* [WHAT THE EXERCISE ASKS]: Return only the line that contains "Q: For every instance of the thin" and each line after it, through the last line of the data below, copied exactly.

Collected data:
________________________________________

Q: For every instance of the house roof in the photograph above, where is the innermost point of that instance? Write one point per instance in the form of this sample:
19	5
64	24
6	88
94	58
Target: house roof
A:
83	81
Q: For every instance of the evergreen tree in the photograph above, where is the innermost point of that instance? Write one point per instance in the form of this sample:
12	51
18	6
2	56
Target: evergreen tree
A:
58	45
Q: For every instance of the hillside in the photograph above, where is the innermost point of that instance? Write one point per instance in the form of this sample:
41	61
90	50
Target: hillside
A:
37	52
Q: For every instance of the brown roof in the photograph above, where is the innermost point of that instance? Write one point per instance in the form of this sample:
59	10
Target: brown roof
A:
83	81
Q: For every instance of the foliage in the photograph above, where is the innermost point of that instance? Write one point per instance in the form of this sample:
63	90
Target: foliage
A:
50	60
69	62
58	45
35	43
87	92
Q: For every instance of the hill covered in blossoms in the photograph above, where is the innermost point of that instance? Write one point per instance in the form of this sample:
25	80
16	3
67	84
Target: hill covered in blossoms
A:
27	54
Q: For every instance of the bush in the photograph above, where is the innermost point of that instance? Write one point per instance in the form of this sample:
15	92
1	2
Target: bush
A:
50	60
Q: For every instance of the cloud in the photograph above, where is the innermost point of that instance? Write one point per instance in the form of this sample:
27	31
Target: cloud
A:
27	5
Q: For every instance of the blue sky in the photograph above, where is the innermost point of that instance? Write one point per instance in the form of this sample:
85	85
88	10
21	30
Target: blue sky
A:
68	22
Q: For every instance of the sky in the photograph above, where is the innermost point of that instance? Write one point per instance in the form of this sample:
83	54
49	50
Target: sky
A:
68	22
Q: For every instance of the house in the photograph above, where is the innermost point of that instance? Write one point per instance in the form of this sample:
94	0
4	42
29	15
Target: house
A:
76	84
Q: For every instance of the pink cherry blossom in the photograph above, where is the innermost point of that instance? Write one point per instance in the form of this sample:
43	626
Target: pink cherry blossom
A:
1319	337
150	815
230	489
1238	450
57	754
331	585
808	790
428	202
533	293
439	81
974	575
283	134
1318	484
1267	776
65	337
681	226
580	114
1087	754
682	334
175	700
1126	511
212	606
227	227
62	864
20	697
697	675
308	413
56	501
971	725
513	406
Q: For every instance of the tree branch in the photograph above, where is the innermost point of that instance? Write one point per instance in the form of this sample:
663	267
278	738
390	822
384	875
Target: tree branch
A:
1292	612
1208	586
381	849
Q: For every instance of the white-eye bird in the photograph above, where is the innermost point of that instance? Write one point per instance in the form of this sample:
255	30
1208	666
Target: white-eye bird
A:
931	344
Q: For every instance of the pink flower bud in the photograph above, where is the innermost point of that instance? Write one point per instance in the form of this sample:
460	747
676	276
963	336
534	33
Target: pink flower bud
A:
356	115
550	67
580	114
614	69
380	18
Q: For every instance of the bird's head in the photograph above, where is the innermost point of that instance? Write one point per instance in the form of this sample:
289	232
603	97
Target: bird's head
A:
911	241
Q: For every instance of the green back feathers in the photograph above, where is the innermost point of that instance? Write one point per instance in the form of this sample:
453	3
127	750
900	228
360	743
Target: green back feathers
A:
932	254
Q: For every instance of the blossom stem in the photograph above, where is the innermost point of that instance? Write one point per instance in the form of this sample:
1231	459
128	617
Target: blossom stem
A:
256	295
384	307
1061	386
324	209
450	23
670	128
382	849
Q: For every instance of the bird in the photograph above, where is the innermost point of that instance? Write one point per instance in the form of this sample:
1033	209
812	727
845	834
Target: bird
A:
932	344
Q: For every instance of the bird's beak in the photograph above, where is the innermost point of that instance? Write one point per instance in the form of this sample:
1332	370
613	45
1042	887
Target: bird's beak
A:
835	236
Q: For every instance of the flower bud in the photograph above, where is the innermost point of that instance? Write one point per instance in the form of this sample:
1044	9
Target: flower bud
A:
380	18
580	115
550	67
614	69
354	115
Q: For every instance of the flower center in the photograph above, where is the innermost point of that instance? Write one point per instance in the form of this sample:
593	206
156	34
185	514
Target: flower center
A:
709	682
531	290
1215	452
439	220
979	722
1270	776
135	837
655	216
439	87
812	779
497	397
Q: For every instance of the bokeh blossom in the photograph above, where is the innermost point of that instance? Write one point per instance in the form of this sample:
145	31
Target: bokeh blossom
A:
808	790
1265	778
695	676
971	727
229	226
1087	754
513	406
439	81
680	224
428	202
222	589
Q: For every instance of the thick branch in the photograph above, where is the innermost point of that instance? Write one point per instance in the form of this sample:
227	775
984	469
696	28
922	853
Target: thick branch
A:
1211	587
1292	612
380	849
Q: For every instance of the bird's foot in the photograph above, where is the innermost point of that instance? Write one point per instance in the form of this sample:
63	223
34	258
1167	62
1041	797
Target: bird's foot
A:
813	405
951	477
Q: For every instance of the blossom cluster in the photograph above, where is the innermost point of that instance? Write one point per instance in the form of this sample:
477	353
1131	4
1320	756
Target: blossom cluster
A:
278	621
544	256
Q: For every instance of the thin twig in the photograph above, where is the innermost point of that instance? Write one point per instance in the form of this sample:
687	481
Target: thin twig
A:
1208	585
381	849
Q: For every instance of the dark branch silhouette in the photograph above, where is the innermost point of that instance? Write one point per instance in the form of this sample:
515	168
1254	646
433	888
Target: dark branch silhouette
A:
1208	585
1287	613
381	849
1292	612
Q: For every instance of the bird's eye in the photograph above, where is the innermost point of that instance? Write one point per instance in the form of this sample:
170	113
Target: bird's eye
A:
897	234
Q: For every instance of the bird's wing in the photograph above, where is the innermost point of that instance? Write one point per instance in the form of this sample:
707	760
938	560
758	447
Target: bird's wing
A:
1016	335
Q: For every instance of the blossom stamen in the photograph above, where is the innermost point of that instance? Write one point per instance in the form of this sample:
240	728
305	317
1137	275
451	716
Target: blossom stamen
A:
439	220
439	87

________________________________________

* [OUTPUT OF THE TASK]:
Q: For every instance of the thin twig in the photograph above, where is the innermost point of that instance? Write one point per instance in the form of this sample:
687	481
Target: thin twig
A:
1208	585
381	849
Q: For every instance of the dark branch silhouette in the photograph above, where is the innermost point of that instance? Write one point per instance in the form of this sample:
515	168
1254	646
433	888
Target: dark branch silhouette
A:
1208	585
1287	613
381	849
1292	612
Q: For every instance of the bird's eye in the photograph above, where is the innermost point of that instance? Write one point per instance in the form of this sample:
170	113
Target: bird's eye
A:
897	234
Q: For every instance of the bird's wing in the photograph above, where is the innermost point of that instance? Write one point per instance in the form of this sample:
707	760
938	560
758	447
Target: bird's wing
A:
1016	335
Q: For every instance of the blossom stamen in the photograph above, where is the innermost point of that instance? Write one point per instance in the form of this sample:
240	728
305	317
1137	275
451	716
Target: blossom stamen
A:
439	220
439	87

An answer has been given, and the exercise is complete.